→ **Testo dell'intervista**:
Nel corso di questa intervista ho chiesto a Bjork Ruggeri se un futuro per sé riesca a vederlo, se sia capace di scorgersi a cinquant’anni. La sua risposta istintiva è stata una risata priva di allegria, che ho interpretato come un no e che mi ha colpito per due motivi: anch’io un futuro non riesco a immaginarlo e qualcosa di simile mi è stato detto in altre interviste. A farlo sono stati scrittori e scrittrici miei coetanei, secondo cui la nostra generazione un avvenire non può permetterselo.

Nati sotto il segno della crisi – economica, lavorativa, ambientale e politica – siamo sempre meno convinti che tra trent’anni vivremo tra macchine volanti e robot servizievoli; cosa di cui erano certi quelli delle generazioni precedenti alla nostra. Il mondo del futuro lo vediamo avvolto dalle catastrofi climatiche. E non perché siamo disfattisti, ma perché così dice la scienza.

Sono molti gli attivisti che negli ultimi anni stanno manifestando per ottenere dai governi degli sforzi per contrastare la crisi climatica, e da due settimane si sta molto parlando di Ultima Generazione, i cui attivisti – tutti sotto i trent’anni – giorni fa, hanno imbrattato i muri del Senato. Bjork Ruggeri era tra loro.

Bjork. Chi sei?

Una ragazza come tante, credo. Ho vent’anni, e vivo a Pavia.

Lavori o studi?

Studio. L’anno scorso ero iscritta alla facoltà di Filosofia ma qualche mese fa ho deciso di cambiare indirizzo e riprenderò gli studi l’anno prossimo. Per ora vorrei concentrarmi su quello che faccio con Ultima Generazione.

Perché?

Perché altrimenti ho l’impressione di non fare abbastanza. E visto che si tratta di qualcosa di molto importante, che ha a che fare con il futuro di ogni persona sulla terra, trovo giusto fare tutto il possibile.

Come hai scoperto Ultima Generazione?

Prima facevo parte di Fridays for Future, sono un’attivista già da tanto tempo. A gennaio 2022 poi ho partecipato a una presentazione di Ultima Generazione che mi ha colpita, e ho deciso di farne parte.

→ **Materiale di partenza**:
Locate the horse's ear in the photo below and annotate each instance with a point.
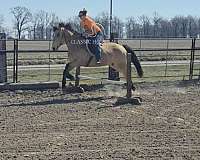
(61, 25)
(55, 28)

→ **Consegne**:
1/ Secondo l'intervista, perché Bjork Ruggeri preferisce per ora concentrarsi su Ultima Generazione? Rispondi in una o due frasi.
2/ Rispondi alle domande sull'intervista:
(a) Quanti anni ha Bjork Ruggeri e in quale città vive?
(b) Che cosa hanno imbrattato giorni fa gli attivisti di Ultima Generazione?
(c) Di quale movimento faceva parte Bjork Ruggeri prima di Ultima Generazione?
3/ Prosegui l'intervista a Bjork Ruggeri dopo l'ultima risposta riportata.
Dei dati qui non c'è alcun bisogno.

→ **Le risposte**:
1/ Perché altrimenti ha l'impressione di non fare abbastanza. Dato che si tratta di qualcosa di molto importante, che riguarda il futuro di ogni persona sulla terra, trova giusto fare tutto il possibile.

2/
(a) Ha vent'anni e vive a Pavia.
(b) I muri del Senato.
(c) Fridays for Future.

3/
L’imbrattamento del Senato non è stata la tua prima azione, quindi.

No, prendo parte alle azioni da maggio. Ho partecipato ai blocchi stradali, alle azioni nei musei – come quello al Bonaparte di Roma.

A proposito dell’azione del 2 gennaio. Il reato che vi viene contestato non è di imbrattamento, ma di danneggiamento – sebbene la vernice che avete usato sia stata lavata con dell’acqua dopo poche ore. Come te lo spieghi?

Non sono un avvocato, e non mi sento di entrare in modo specifico nel merito della questione, però per certi versi è strano. Il danneggiamento è un reato più grave dell’imbrattamento: la sensazione che abbiamo è che ci sia l’intenzione di punirci in modo duro, aspro. La repressione, in fondo, sta aumentando, pure tanto. Parrebbe ci sia la voglia di intimorirci così da farci desistere, in futuro. La Digos spesso ci pedina anche fuori dai periodi di azione, quando andiamo in giro per conto nostro - non succede a tutti, ma a quelli più conosciuti sì. A molti di noi, poi, sono anche arrivati degli avvisi.

Di che si tratta?

Ci arrivano da parte della questura, sono una sorta di monito, come a dire: stai esagerando, se continui così potrebbero esserci ripercussioni. A me è arrivato a novembre, in quel periodo sono stati mandati a tanti di noi.

Credi che il tentativo di reprimere le vostre azioni si stia intensificando?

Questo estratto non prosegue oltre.